Records excerpted from a collection
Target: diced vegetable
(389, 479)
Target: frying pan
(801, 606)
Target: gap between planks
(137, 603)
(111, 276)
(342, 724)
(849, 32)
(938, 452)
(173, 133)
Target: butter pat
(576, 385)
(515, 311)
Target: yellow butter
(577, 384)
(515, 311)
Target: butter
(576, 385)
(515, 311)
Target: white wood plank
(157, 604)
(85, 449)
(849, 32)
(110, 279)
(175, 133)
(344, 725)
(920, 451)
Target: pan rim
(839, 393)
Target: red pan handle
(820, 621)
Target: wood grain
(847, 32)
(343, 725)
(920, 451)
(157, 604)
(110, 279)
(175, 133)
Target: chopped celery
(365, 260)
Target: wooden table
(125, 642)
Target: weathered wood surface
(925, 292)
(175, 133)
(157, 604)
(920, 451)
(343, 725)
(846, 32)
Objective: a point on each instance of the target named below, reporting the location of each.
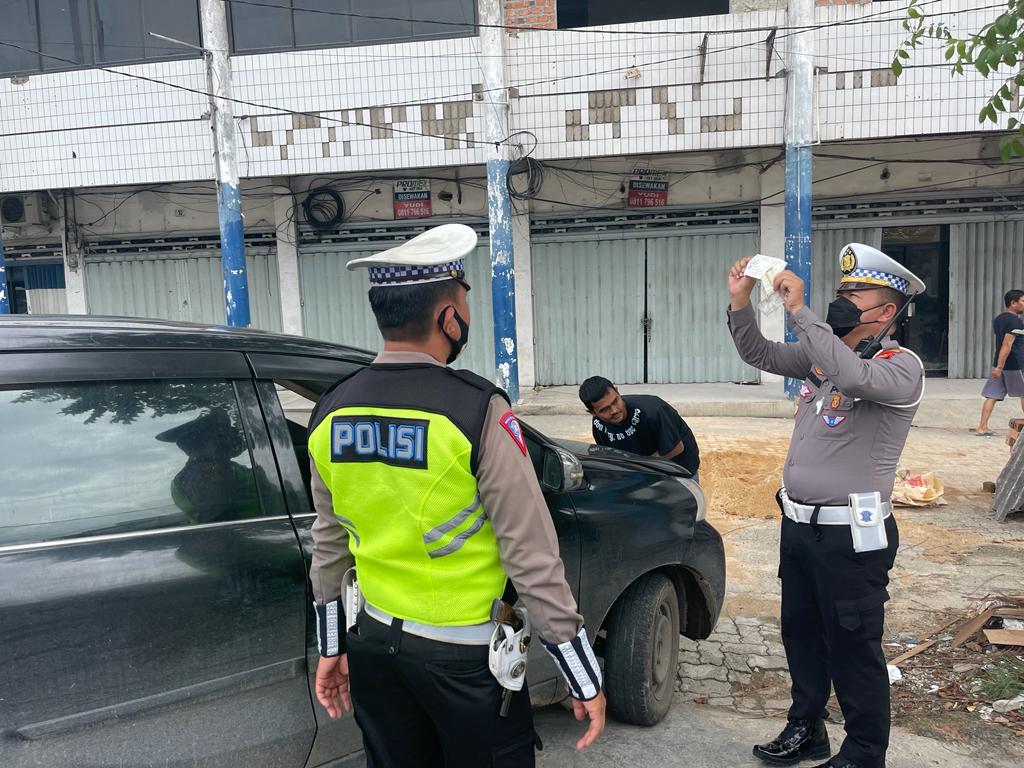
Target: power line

* * *

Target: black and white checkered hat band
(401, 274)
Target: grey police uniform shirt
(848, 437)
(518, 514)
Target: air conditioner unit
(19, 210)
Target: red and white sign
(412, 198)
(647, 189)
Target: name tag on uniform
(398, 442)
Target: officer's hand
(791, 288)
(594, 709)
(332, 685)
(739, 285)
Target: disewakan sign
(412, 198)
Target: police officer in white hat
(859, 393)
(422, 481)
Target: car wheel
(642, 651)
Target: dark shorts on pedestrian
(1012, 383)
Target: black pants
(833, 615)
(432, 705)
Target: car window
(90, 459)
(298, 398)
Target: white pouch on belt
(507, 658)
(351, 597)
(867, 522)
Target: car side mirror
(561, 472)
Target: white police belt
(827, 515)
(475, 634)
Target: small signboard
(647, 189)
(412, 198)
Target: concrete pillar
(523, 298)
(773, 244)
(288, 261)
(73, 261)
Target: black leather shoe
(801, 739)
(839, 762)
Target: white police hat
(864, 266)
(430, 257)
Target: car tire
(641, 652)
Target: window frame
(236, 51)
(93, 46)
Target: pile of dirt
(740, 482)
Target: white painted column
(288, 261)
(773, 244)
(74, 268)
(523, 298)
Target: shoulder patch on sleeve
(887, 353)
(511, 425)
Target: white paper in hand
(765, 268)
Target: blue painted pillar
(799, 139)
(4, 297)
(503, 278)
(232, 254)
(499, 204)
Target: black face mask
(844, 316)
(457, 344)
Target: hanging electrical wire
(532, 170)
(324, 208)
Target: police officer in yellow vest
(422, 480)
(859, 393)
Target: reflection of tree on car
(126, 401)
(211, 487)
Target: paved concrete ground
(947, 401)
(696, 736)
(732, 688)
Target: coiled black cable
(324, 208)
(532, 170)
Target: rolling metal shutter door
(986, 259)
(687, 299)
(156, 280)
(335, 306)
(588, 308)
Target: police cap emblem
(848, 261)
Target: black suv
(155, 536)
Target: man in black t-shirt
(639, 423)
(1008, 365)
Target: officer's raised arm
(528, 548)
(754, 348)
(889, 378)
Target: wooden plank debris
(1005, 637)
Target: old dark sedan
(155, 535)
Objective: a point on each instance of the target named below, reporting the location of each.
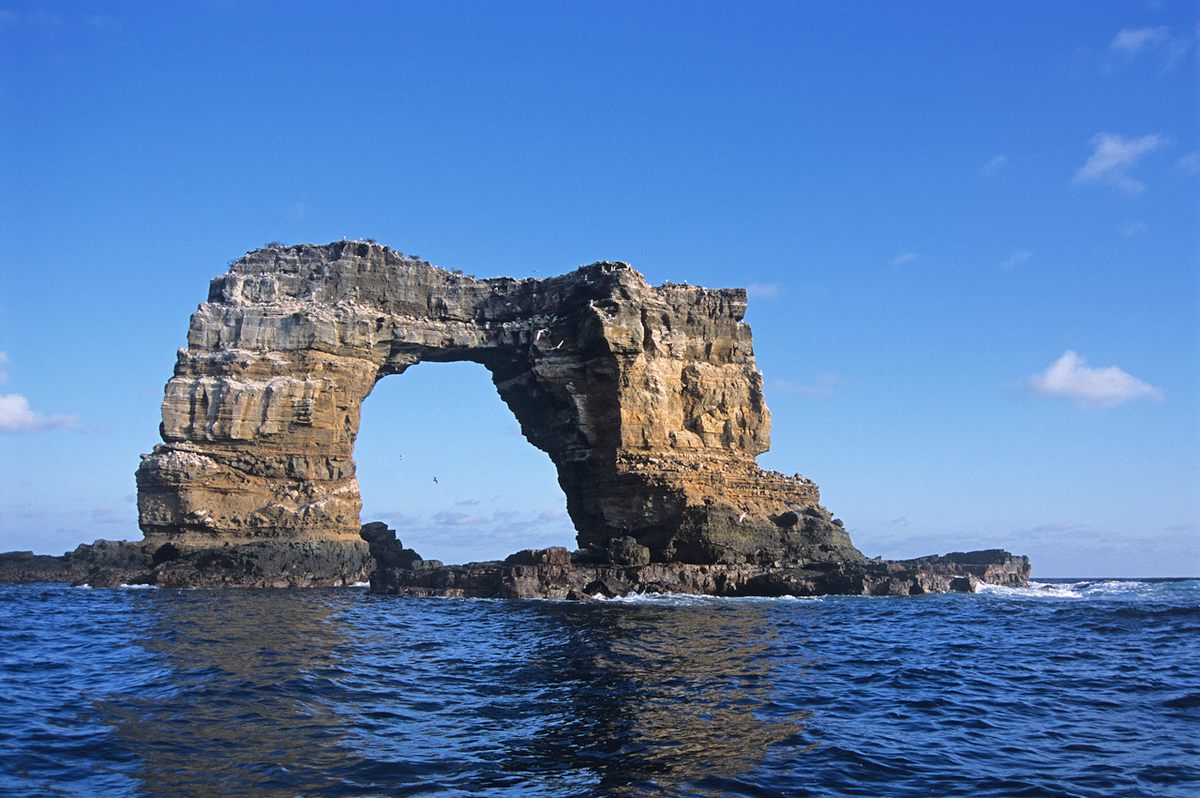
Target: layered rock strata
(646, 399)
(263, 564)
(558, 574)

Work item -
In the data above, take the line with "Target: chopped celery", the line with "Target: power line", and every line between, and set them down exactly without pictures.

Written answer -
Target: chopped celery
(365, 260)
Target: wooden table
(125, 642)
Target: weathered wood surface
(925, 292)
(175, 133)
(157, 604)
(920, 451)
(343, 725)
(846, 32)
Objective: a point on each instance of the target named below, reporting the location of each.
Target: power line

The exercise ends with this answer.